• Metin Parçası:

####

Türk sineması 70’li yıllarda üretimini arttırmış, Dünya’da uzun metraj üretiminde 4. sıraya kadar yükselmişti. 1975 yılında artık sektör tamamen renkli filme yönelmişti. 1970 yılında çekilen 225 filmin 78’i renkliyken, 1975 yılında çekilen 225 filmin tamamı renkli olmuştur. Ancak bu şaşaalı dönem bir süre sonra çökecekti. 1970 yılına 225 filmle giren Türk Sineması, 1980 yılına sadece 68 filmle girmişti.
Toplam 13 hükümetin kurulduğu 70’lerde sinemamız, bölge-işletmecilerinin verdiği senetler, senetleri tahsil etmeye çalışan sektör, gecekondu yapım şirketlerinin başı çektiği erotik filmlerin arasında filizlenmeye çabalamış ve en güzel örneklerini yine de verebilmiştir.
Pek çok yerde tabir edildiği biçimi ile 70’ler hem siyasal olarak hem de sinema olarak tamamı ile “Karşıtlar dönemi” olmuştur. Pek çok önemli isim hayatta kalmak için piyasa filmleri yapmak zorunda kalmış, oyuncuların bir kısmı erotik filmler de oynamış, bir kısmı ise başka işler yapmak zorunda kalmıştır.
Düzensizce büyüyen sektör kendisini geliştirmemiş, sinemada kazanılan para çoğunlukla sinemaya aktarılmamıştır. Ülkede yaşanan mali ve siyasi krizlerin de etkisi ile sinemamız 60’larda başlayan yükselişini 80 yılında duvara çarparak durdurmuştur. 80 darbesinin ardından tüm ülke gibi sinemamız için de yeni bir çağ başlamıştı. Yeni denemeler, yeni yönetmenler, yeni dertler ortaya çıkmıştı.

####

• Veri Alıntıları:
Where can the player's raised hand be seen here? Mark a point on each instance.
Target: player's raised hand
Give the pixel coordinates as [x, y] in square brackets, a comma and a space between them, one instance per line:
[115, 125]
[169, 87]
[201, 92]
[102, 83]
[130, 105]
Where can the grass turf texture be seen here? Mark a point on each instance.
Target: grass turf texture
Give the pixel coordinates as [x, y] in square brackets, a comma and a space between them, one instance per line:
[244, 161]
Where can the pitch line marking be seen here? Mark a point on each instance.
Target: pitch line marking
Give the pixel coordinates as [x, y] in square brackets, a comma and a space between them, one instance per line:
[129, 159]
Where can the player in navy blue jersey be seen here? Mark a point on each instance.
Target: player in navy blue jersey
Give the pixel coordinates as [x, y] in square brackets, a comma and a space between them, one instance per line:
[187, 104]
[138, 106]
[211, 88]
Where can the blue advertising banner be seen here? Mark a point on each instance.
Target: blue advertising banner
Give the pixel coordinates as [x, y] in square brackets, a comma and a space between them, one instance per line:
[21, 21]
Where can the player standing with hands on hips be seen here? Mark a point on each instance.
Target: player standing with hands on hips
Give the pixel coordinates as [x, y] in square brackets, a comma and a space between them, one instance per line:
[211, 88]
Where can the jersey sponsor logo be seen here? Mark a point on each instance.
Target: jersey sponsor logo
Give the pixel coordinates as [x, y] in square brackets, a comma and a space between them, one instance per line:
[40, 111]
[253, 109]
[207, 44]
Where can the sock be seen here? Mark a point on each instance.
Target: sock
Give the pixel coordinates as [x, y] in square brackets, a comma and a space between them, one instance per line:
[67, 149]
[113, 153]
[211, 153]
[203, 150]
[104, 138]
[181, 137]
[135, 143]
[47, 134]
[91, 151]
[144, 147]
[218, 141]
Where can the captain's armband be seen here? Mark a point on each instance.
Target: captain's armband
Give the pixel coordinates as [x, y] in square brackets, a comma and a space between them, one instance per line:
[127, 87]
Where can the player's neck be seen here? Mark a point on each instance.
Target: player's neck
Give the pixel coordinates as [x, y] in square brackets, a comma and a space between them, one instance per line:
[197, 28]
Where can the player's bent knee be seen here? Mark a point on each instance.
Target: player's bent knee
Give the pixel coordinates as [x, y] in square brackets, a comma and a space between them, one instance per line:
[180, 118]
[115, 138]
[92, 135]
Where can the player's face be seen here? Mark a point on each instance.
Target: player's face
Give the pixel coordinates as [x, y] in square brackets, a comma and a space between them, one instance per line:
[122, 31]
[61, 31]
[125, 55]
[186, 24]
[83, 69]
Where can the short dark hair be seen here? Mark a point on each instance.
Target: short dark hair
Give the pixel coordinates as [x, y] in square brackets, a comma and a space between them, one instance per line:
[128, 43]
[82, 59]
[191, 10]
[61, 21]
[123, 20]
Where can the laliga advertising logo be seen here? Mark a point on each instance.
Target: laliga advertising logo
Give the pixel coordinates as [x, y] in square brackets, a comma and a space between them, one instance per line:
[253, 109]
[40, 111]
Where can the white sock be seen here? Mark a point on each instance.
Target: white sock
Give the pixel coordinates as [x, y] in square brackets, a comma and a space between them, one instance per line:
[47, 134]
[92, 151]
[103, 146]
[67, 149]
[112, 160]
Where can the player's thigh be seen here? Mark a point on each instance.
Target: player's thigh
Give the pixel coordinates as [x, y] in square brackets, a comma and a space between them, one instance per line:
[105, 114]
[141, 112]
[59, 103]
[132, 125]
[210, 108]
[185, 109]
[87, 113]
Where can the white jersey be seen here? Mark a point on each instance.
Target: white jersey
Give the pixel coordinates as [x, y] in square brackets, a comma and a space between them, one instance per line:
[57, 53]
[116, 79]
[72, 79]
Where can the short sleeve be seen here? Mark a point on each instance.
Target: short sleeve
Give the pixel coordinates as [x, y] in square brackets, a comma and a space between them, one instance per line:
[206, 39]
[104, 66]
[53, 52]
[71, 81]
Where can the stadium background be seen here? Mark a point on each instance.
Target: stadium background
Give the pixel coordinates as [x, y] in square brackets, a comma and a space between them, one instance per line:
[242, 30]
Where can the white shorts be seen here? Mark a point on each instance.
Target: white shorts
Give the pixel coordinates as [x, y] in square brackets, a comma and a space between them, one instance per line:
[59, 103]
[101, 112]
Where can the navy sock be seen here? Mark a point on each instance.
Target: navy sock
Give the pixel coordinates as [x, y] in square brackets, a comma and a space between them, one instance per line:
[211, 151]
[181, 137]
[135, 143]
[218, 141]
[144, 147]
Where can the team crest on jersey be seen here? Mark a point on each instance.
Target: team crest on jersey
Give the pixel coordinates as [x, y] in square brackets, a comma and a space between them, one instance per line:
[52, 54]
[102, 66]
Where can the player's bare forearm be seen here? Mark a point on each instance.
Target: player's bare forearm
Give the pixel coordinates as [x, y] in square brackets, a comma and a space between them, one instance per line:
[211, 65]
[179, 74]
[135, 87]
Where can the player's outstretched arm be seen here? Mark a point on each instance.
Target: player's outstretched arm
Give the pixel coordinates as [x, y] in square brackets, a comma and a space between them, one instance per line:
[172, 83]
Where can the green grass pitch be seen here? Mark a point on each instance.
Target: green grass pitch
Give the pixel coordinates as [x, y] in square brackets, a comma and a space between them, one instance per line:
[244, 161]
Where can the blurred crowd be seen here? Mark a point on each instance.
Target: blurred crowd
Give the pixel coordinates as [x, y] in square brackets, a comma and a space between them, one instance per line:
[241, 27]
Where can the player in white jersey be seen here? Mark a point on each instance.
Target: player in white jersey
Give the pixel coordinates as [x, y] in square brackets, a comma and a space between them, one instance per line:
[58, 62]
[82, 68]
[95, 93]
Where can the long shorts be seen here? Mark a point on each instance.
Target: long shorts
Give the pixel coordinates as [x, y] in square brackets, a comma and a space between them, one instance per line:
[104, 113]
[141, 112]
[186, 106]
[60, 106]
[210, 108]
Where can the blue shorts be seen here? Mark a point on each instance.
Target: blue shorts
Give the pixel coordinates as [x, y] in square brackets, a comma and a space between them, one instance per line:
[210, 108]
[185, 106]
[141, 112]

####

• Amaç 1: 70'lerde Türk sineması konulu metni iki cümleyle özetleyin.
• Amaç 2: 70'lerde Türk sineması konulu metinden "Düzensizce büyüyen sektör" sözcüklerinden başlayıp "dertler ortaya çıkmıştı." sözcükleri de dahil olmak üzere bu sözcüklere kadar uzanan bölümü hiçbir değişiklik yapmadan çıkarın.

• Yazılı Yanıt 1: Türk sineması 70'li yıllarda üretimini artırıp dünyada uzun metraj üretiminde 4. sıraya yükselmiş ve 1975'te tamamen renkli filme geçmiş, ancak 1970'te 225 olan film sayısı 1980'de 68'e düşmüştür. Düzensizce büyüyen sektör kendini geliştirmemiş, mali ve siyasi krizlerin de etkisiyle yükseliş 1980'de durmuş ve darbenin ardından sinema için yeni bir çağ başlamıştır.

• Yazılı Yanıt 2:
Düzensizce büyüyen sektör kendisini geliştirmemiş, sinemada kazanılan para çoğunlukla sinemaya aktarılmamıştır. Ülkede yaşanan mali ve siyasi krizlerin de etkisi ile sinemamız 60’larda başlayan yükselişini 80 yılında duvara çarparak durdurmuştur. 80 darbesinin ardından tüm ülke gibi sinemamız için de yeni bir çağ başlamıştı. Yeni denemeler, yeni yönetmenler, yeni dertler ortaya çıkmıştı.